● Given text:
----

Snyder’s lawyer, Bruce Zimet, said the case hasn’t been presented to a grand jury yet and that there are "significant facts" that point against indicting his client.

"He has literally saved the lives of many, many people who had gone through his facility in the past and were suffering from addiction issues," Zimet said. "We are hopeful that the government will keep an open mind and realize that while there’s a lot of abuse in the industry, Snyder is not one of those people who is an abuser."

Delray Beach

Southern Florida has the biggest concentration of residential treatment centers in the country -- hundreds are based mainly in single-family homes in and around Delray Beach, a small town in Palm Beach County, north of Miami. A December 2016 grand jury report commissioned by the State Attorney for Palm Beach County found addiction treatment centers to be rife with operators who use deceptive marketing, illegal patient brokering and fraudulent insurance claims to profit from addicts.

----

● Record excerpts:

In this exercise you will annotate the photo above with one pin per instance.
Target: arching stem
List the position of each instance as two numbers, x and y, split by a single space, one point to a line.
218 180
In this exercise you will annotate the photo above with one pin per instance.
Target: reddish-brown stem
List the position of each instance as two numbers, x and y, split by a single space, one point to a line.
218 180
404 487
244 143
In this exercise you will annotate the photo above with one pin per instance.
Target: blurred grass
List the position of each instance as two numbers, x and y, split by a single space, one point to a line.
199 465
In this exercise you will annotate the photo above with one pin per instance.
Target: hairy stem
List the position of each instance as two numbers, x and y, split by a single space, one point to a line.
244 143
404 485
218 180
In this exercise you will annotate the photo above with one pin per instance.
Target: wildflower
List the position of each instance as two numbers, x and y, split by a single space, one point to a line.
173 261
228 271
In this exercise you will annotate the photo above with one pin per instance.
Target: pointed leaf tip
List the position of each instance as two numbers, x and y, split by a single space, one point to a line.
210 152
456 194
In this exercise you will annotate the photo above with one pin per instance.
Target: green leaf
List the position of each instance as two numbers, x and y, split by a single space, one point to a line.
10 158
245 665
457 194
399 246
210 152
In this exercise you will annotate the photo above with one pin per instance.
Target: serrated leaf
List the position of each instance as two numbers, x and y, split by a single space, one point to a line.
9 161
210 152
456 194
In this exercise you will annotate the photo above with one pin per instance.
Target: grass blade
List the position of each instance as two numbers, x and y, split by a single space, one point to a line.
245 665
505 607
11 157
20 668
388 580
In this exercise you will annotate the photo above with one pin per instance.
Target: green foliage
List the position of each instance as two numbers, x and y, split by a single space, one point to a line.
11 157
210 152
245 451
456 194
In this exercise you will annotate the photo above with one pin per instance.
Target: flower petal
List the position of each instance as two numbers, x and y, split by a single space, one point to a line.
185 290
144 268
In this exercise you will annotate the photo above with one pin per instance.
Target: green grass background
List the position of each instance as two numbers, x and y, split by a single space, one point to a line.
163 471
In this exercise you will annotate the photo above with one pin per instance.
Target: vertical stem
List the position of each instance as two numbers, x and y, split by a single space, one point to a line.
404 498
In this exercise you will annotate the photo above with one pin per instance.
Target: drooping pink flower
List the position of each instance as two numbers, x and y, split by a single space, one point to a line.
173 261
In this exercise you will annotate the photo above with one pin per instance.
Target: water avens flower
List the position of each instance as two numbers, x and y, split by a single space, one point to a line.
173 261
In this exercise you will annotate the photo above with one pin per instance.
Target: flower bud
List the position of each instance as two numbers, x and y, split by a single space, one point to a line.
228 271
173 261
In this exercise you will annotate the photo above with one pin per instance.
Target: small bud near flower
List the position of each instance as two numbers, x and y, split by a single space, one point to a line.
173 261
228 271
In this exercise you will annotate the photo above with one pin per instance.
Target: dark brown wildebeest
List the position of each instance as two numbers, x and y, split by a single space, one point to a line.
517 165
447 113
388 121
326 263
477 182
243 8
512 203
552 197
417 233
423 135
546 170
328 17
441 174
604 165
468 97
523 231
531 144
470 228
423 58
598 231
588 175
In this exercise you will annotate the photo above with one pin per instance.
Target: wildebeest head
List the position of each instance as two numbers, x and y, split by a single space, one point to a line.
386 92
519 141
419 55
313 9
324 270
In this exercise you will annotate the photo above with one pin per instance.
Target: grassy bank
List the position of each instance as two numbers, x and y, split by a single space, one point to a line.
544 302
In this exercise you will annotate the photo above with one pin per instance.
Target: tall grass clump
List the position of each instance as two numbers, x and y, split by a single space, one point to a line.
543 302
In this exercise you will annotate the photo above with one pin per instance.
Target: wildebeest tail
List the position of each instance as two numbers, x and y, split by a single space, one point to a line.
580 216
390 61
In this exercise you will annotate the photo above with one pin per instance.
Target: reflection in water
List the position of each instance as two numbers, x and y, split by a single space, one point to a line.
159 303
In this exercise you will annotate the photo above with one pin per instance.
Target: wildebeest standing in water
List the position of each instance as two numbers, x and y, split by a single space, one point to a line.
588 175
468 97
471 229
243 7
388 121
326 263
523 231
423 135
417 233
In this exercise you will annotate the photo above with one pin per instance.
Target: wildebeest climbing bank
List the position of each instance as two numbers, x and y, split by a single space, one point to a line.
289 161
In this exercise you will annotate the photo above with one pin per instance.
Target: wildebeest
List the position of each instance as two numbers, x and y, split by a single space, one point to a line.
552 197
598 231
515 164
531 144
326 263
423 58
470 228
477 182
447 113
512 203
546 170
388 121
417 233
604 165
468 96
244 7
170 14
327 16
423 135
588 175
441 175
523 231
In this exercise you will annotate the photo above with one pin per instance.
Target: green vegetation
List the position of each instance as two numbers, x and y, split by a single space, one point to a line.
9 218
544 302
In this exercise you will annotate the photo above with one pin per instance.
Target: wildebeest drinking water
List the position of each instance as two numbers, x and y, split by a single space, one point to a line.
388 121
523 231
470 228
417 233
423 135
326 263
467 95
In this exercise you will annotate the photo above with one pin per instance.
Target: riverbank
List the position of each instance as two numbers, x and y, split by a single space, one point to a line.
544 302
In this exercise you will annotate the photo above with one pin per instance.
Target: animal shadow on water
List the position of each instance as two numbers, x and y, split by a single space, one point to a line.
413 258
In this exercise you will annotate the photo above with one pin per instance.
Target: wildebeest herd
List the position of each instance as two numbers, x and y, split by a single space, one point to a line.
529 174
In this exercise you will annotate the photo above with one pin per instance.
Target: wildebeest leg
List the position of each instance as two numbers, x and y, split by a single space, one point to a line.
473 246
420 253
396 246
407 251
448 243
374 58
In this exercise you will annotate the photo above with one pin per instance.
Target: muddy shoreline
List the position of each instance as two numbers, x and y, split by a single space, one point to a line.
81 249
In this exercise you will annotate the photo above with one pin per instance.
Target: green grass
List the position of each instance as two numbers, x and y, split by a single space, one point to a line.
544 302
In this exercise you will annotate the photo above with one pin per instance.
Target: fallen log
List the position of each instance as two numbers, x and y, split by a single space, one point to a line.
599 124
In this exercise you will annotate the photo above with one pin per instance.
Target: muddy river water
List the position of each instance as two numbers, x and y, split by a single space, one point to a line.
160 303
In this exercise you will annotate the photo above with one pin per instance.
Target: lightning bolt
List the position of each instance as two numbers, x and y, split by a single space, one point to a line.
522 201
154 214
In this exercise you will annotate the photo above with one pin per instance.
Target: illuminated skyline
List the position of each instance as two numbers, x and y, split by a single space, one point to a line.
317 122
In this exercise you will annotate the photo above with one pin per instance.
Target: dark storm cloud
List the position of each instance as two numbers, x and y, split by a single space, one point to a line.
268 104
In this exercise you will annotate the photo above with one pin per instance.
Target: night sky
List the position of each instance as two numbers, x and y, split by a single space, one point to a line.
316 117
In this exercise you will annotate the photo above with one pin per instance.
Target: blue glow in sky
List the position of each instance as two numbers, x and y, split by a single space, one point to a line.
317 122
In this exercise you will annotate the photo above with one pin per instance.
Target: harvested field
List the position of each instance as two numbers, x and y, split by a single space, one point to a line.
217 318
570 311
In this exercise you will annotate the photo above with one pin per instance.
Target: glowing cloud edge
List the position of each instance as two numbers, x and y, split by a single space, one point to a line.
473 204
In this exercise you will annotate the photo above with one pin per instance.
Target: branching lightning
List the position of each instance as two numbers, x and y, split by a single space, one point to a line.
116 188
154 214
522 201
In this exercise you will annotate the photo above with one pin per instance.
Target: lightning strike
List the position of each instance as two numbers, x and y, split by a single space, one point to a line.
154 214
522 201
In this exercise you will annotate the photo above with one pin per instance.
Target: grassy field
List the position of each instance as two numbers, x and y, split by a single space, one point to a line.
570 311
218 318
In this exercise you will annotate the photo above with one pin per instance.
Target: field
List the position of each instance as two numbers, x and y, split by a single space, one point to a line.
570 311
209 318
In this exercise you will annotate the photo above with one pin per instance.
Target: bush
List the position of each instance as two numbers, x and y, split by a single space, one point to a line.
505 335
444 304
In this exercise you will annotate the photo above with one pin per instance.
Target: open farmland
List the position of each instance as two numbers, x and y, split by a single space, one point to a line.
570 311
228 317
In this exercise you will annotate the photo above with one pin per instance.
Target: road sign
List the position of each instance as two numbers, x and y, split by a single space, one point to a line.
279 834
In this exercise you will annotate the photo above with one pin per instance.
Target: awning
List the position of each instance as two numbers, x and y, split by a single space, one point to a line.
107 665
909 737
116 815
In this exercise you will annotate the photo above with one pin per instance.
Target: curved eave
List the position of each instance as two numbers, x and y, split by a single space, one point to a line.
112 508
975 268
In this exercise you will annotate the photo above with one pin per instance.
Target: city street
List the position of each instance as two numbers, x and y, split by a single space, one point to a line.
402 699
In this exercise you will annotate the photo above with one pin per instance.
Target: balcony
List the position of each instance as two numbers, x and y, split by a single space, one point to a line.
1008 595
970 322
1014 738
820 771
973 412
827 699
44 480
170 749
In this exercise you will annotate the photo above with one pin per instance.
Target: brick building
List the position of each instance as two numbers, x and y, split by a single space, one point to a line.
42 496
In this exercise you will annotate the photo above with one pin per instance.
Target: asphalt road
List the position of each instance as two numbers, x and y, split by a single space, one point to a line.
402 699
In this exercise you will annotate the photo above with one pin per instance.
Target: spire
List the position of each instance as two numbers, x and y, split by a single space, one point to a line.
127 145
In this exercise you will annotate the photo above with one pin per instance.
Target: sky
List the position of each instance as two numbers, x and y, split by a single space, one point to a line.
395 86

----

● Action item: Transcribe the stretch from "Snyder’s lawyer, Bruce" through "indicting his client." in the article on addiction treatment centers above.

● Task answer:
Snyder’s lawyer, Bruce Zimet, said the case hasn’t been presented to a grand jury yet and that there are "significant facts" that point against indicting his client.